→ **Detection annotation records**:
## begin
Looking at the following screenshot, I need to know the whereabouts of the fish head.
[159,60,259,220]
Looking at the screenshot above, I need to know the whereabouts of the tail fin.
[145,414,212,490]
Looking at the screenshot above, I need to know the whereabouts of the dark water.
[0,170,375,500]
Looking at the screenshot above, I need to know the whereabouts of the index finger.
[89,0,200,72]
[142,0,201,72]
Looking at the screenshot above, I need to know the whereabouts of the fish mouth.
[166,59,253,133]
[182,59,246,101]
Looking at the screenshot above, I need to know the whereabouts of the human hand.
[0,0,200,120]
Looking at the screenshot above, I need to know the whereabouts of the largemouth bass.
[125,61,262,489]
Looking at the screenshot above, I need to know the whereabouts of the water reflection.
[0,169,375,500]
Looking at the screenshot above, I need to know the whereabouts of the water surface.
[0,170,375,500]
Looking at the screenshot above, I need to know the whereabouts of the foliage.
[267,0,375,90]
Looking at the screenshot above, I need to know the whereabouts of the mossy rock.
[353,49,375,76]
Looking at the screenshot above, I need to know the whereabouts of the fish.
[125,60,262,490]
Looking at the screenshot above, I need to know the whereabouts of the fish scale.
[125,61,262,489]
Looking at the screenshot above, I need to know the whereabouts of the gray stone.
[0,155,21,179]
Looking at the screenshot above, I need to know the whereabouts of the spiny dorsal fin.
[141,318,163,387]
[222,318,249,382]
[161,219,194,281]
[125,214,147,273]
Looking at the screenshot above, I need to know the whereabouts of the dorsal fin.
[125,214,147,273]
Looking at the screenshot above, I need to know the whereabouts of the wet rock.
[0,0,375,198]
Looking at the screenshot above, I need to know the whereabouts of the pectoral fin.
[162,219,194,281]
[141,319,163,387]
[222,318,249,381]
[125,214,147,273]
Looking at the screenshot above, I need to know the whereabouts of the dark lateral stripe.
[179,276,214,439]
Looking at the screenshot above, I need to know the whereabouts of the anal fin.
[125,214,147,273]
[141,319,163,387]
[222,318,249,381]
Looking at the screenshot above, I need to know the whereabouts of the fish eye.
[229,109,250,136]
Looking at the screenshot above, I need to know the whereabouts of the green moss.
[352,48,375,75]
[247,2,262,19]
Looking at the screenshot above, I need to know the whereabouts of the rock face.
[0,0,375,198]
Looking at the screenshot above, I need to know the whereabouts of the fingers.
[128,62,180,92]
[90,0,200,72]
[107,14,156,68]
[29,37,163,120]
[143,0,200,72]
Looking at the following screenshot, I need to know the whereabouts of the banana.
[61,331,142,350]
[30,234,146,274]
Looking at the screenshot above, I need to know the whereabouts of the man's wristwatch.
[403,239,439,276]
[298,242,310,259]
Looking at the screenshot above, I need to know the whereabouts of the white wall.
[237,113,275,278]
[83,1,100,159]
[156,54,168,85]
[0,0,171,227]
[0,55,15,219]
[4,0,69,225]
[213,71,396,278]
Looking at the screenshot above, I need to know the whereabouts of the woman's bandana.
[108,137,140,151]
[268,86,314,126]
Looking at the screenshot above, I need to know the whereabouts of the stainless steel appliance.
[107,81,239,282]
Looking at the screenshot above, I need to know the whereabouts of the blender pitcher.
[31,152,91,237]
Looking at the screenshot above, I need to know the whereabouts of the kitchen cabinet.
## end
Edit the lines by swapping each "whereabouts" for "location" and keep everything else the same.

→ **Problem solution**:
Looking at the following screenshot, I need to know the location of the fish head.
[159,60,259,220]
Looking at the screenshot above, I need to know the location of the tail fin.
[145,414,212,490]
Looking at the screenshot above, I need to know the location of the dark water.
[0,170,375,500]
Looking at the screenshot above, I need to know the location of the index finger.
[89,0,200,72]
[142,0,201,72]
Looking at the screenshot above, I need to know the location of the fish mouth.
[166,59,253,133]
[182,59,246,101]
Looking at the screenshot above, I need to know the location of the human hand.
[0,0,200,120]
Looking at the screenshot above, I need to know the location of the largemouth bass.
[125,61,262,489]
Looking at the screenshot above, I need to know the location of the water reflection.
[0,169,375,500]
Looking at the screenshot above, I need to know the location of the water surface.
[0,170,375,500]
Looking at the screenshot above, I need to know the location of the foliage.
[267,0,375,90]
Looking at the screenshot above, I need to know the location of the mossy rock.
[353,49,375,76]
Looking at the screenshot above, I need to know the location of the fish.
[125,60,262,490]
Looking at the screenshot above, I need to know the location of the fish scale.
[125,61,262,489]
Looking at the screenshot above, I need to know the location of the gray stone.
[0,155,21,179]
Looking at the screenshot above, I need to know the location of the spiny dorsal fin.
[141,318,163,387]
[222,318,249,382]
[161,219,194,281]
[125,214,147,273]
Looking at the screenshot above, I need to know the location of the dorsal fin.
[125,214,147,273]
Looking at the screenshot above, I need to know the location of the wet rock.
[0,0,375,198]
Looking at the screenshot above, I need to know the location of the pectoral fin.
[162,219,194,281]
[141,319,163,387]
[222,318,249,381]
[125,214,147,273]
Looking at the screenshot above, I need to know the location of the dark lateral stripe.
[179,276,214,439]
Looking at the screenshot above, I need to know the location of the anal fin.
[125,214,147,273]
[141,319,163,387]
[222,318,249,381]
Looking at the screenshot above, I need to know the location of the fish eye.
[229,109,250,136]
Looking at the screenshot above, I need to know the location of the green moss.
[352,48,375,75]
[247,2,262,19]
Looking at the screenshot above, I need to know the location of the rock face.
[0,0,375,198]
Looking at the screenshot above, I need to know the location of the fingers.
[128,62,180,92]
[90,0,200,72]
[107,14,156,68]
[29,37,163,120]
[143,0,200,72]
Looking at the following screenshot, I need to know the location of the banana.
[61,331,142,350]
[30,234,146,274]
Looking at the screenshot above, I need to know the location of the man's wristwatch.
[403,239,439,276]
[298,242,310,259]
Looking at the screenshot above, I need to know the location of the white wall.
[237,113,275,278]
[83,1,100,159]
[156,54,168,85]
[0,0,171,227]
[0,55,15,219]
[4,0,69,225]
[213,71,396,278]
Looking at the screenshot above, I need to know the location of the woman's bandana.
[108,137,140,151]
[268,86,314,126]
Looking at the screenshot above, I need to know the location of the stainless steel appliance.
[107,81,239,282]
Looking at the screenshot above, I need to know the location of the blender pitcher.
[31,152,91,237]
Looking at the screenshot above, I need to know the location of the kitchen cabinet.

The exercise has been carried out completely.